- _Texte source_:
La peine de Lise Thibault doit être allégée parce qu'elle a été une «espèce de Robin des bois» des personnes handicapées en leur distribuant généreusement pas moins de 1,5 million dedollars, a plaidé son avocat, Marc Labelle, jeudi au palais de justice de Québec, aux observations sur la peine de l'ancienne lieutenante-gouverneure coupable de fraude.

L'avocat de la défense suggère d'ailleurs de récupérer 272 000 $ des fonds restants recueillis par la fondation de Lise Thibault pour rembourser l'État.

La Couronne exige un remboursement de 430 000 $, tandis que la défense réclame une peine de 12 mois dans la communauté et estime à 372 000 $ le montant maximal que pourrait redonner l'ancienne représentante de la reine.

Lise Thibault était présente dans la salle, vêtue d'une longue écharpe rouge, mais elle n'a pas témoigné, en raison de son état de santé, a justifié son avocat.

Me Labelle a attiré l'attention du juge Carol St-Cyr, de la Cour du Québec, sur plusieurs facteurs qu'il juge atténuants pour l'imposition de la peine.

Il a fait ressortir que sa cliente ne s'est pas enrichie personnellement en commettant les crimes qui lui sont reprochés, mais qu'elle a plutôt «commis des crimes pour que la société en bénéficie».

Il a reconnu qu'on lui reproche notamment des faits liés au travail de la fondation que Lise Thibault avait mise sur pied, afin de venir en aide aux personnes handicapées. Le personnel du cabinet de la lieutenante-gouverneure a en effet dû travailler indûment à l'organisation des activités de collecte de fonds.

Toutefois, l'avocat a repris l'évaluation d'un témoin qui estime à 1,5 million les sommes recueillies et versées par Lise Thibault et sa fondation. À ses yeux, elle était comparable à rien de moins que ce justicier légendaire de la forêt de Sherwood qui volait aux riches pour donner aux pauvres, Robin des bois.

- _Informations affichées_:
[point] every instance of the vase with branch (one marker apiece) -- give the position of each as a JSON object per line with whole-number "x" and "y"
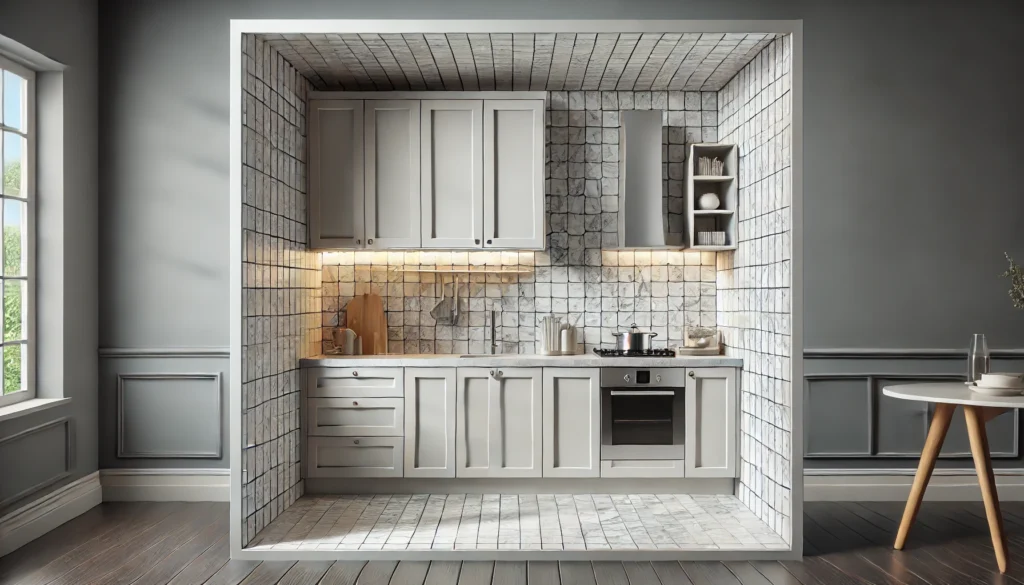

- _Consigne écrite 1_: Résumez en deux phrases le texte sur la peine de Lise Thibault.
- _Consigne écrite 2_: Recopiez fidèlement le passage du texte sur la peine de Lise Thibault, depuis les mots «L'avocat de la» jusqu'aux mots «de la reine.» inclus.
La liste n'intervient pas ici.

- _Réponse complète 1_: Aux observations sur la peine de Lise Thibault, ancienne lieutenante-gouverneure coupable de fraude, son avocat Marc Labelle a plaidé pour une peine allégée en la décrivant comme une «espèce de Robin des bois» des personnes handicapées qui ne s'est pas enrichie personnellement. La Couronne exige un remboursement de 430 000 $, tandis que la défense réclame une peine de 12 mois dans la communauté et estime à 372 000 $ le montant maximal que Lise Thibault pourrait redonner.

- _Réponse complète 2_:
L'avocat de la défense suggère d'ailleurs de récupérer 272 000 $ des fonds restants recueillis par la fondation de Lise Thibault pour rembourser l'État.

La Couronne exige un remboursement de 430 000 $, tandis que la défense réclame une peine de 12 mois dans la communauté et estime à 372 000 $ le montant maximal que pourrait redonner l'ancienne représentante de la reine.